* _Study text_:
*** Begin section ***
It was, by all accounts, a big dumb mess, and the Hagerstown Speedway General Manager Lisa Plessinger was none too pleased with all the drama. She decided to pull the plug on everything, according to the Hagerstown Herald-Mail.

"I'm not a babysitter,” she told the Herald-Mail after the hubbub. "I didn't sign up for that so when they got to act like a bunch of kids it was time for them to go home. Just like with any unruly child, you only put up with so many temper tantrums before you say 'enough’ and put them in time out. So that's what I did."


In response to their surprise eviction, the convoy's leaders bizarrely declared “victory” and hastily announced “the conclusion to the national convoy portion of this great movement.” Then, they quickly distanced themselves from the folks they brought to Hagerstown. 

“Any convoy and protest activity from this time forward is done on an individual basis and is not representing The “people's convoy” their statement released on Friday continued. 

That caused, of course, another whirlwind of drama, as cops were forced to work as intermediaries between two organizers cornered in a luxury RV and supporters who were boiling mad over the premature “declaration of victory,” the disbanding of the convoy, and financial woes. A livestream of the situation shows Maryland state troopers trying to calm down a group of angry protestors demanding the arrest of their leaders. But the two leaders weren’t taken into custody, and eventually, the supporters took leave of the parking lot— despite a few claiming “squatters' rights.”

The convoy has raised millions of dollars—most of which, according to the Washington Post has been spent—for the organizers, drivers, and many supporters who had uprooted their lives at considerable financial and personal costs. On Friday irate supporters specifically demanded to know where their $15,000 rent check to the speedway went. The cops and the general manager told them it had never been paid. 


The convoy’s website is now down, and the group's telegram page has taken a distinctive edge against the former leaders. The mood among the supporters remains apoplectic with followers making accusations of theft and people wanting to band together against those they used to follow.

“As people that drove around the country and raised money for them to pay, they lied to us,” one popular streamer said about the organizers. “Our job is now to expose them and press charges against them.”
*** End section ***
* _Task prompt_: Return the part of the convoy article between "It was, by all" and "brought to Hagerstown.", inclusive, copied word for word.

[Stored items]
*** Begin section ***
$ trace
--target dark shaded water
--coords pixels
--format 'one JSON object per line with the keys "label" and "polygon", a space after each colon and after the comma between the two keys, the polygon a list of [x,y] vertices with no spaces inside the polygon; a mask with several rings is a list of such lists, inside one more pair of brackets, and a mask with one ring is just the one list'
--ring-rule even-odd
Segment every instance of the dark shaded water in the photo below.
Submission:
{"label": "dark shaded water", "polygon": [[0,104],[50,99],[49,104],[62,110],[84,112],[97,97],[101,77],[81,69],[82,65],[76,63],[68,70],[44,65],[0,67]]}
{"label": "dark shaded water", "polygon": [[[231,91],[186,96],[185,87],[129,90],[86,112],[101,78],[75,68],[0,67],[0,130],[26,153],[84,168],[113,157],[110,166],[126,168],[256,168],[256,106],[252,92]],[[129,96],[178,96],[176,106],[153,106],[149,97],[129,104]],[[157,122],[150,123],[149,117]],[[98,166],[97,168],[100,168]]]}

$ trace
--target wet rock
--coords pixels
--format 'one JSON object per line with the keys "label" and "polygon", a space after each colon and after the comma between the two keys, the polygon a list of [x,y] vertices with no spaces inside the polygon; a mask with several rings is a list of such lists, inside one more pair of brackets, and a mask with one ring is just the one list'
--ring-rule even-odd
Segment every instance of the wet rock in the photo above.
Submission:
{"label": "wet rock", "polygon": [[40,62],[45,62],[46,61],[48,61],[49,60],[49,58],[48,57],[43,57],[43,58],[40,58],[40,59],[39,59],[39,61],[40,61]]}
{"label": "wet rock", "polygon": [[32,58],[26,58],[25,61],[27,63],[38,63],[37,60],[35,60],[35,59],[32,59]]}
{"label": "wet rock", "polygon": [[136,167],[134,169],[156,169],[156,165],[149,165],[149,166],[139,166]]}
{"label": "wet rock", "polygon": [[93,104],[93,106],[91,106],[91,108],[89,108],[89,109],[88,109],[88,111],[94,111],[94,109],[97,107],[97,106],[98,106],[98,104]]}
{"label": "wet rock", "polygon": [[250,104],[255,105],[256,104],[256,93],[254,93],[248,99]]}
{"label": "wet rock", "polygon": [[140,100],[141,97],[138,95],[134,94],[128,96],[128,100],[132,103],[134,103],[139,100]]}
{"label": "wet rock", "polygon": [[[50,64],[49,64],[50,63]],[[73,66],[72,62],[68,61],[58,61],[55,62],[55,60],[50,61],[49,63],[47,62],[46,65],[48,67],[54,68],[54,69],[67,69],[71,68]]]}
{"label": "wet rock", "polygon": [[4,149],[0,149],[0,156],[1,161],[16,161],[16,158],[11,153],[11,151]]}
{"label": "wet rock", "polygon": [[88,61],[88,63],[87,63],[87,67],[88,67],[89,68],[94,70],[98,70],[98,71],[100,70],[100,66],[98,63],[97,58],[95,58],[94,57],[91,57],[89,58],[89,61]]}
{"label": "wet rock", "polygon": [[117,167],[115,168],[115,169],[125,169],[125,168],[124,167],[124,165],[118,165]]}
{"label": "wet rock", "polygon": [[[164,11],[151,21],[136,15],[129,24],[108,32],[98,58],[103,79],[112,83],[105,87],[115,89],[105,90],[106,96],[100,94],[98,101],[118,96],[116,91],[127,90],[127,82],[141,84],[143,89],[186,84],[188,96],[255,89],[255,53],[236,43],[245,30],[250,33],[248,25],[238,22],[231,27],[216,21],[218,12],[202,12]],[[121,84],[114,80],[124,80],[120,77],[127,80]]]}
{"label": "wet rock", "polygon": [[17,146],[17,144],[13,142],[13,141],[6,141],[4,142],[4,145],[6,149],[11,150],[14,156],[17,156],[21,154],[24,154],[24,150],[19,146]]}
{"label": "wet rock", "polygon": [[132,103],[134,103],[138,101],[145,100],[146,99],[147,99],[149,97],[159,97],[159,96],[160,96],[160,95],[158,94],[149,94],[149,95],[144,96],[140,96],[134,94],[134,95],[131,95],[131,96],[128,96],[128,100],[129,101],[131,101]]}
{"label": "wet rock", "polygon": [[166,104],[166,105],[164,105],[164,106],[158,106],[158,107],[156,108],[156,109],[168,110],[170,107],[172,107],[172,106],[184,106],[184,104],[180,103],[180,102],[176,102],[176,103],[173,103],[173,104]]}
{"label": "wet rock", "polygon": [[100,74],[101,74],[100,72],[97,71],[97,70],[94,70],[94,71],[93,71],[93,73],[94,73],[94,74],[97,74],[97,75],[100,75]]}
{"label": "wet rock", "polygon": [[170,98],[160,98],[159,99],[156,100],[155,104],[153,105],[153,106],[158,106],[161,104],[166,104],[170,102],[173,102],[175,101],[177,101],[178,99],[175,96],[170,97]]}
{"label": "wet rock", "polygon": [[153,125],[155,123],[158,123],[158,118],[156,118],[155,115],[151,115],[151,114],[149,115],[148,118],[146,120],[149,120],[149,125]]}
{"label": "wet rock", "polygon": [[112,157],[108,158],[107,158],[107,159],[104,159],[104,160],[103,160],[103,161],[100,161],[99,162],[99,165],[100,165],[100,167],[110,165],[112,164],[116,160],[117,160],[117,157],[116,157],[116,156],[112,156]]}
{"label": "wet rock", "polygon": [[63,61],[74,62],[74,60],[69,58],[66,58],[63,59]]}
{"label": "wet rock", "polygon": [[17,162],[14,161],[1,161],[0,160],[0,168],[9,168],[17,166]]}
*** End section ***
*** Begin section ***
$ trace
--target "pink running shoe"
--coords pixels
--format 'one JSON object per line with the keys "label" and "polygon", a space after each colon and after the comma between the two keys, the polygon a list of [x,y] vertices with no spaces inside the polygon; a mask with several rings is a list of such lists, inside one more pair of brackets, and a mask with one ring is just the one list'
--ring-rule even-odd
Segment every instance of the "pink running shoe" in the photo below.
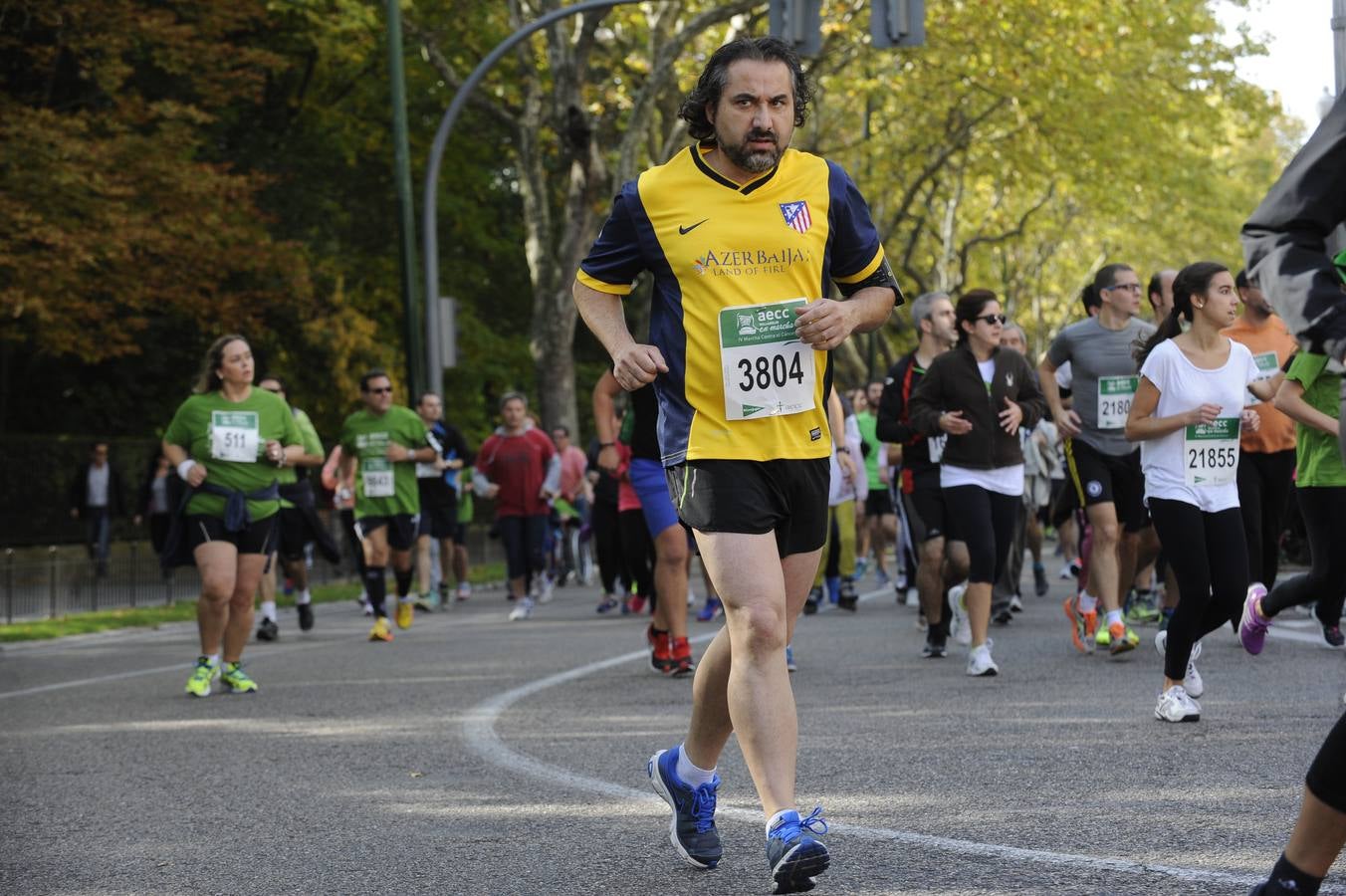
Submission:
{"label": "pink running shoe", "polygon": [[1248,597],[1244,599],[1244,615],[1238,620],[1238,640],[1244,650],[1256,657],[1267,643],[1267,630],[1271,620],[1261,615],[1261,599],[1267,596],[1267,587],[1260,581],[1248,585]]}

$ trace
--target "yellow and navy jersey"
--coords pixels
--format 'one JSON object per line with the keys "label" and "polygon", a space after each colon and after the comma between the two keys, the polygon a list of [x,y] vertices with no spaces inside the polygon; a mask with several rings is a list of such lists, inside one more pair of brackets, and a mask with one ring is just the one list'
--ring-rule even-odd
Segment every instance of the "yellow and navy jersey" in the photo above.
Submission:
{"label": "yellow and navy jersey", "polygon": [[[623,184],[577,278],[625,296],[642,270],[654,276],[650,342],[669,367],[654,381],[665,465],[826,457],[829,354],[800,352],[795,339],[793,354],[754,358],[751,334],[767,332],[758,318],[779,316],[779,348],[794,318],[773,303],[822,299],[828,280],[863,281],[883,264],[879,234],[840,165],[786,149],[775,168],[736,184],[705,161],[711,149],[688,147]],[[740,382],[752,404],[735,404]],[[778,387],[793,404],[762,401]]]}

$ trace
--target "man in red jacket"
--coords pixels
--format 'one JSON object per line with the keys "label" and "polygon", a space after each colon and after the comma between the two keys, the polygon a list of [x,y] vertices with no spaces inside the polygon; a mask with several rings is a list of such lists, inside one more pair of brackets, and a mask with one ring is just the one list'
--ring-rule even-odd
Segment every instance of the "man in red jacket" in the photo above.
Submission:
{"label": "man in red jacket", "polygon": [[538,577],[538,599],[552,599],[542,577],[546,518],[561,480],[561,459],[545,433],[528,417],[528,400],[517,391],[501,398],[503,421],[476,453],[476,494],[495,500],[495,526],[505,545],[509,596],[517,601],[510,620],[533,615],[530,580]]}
*** End section ***
* _Solution below_:
It was, by all accounts, a big dumb mess, and the Hagerstown Speedway General Manager Lisa Plessinger was none too pleased with all the drama. She decided to pull the plug on everything, according to the Hagerstown Herald-Mail.

"I'm not a babysitter,” she told the Herald-Mail after the hubbub. "I didn't sign up for that so when they got to act like a bunch of kids it was time for them to go home. Just like with any unruly child, you only put up with so many temper tantrums before you say 'enough’ and put them in time out. So that's what I did."


In response to their surprise eviction, the convoy's leaders bizarrely declared “victory” and hastily announced “the conclusion to the national convoy portion of this great movement.” Then, they quickly distanced themselves from the folks they brought to Hagerstown.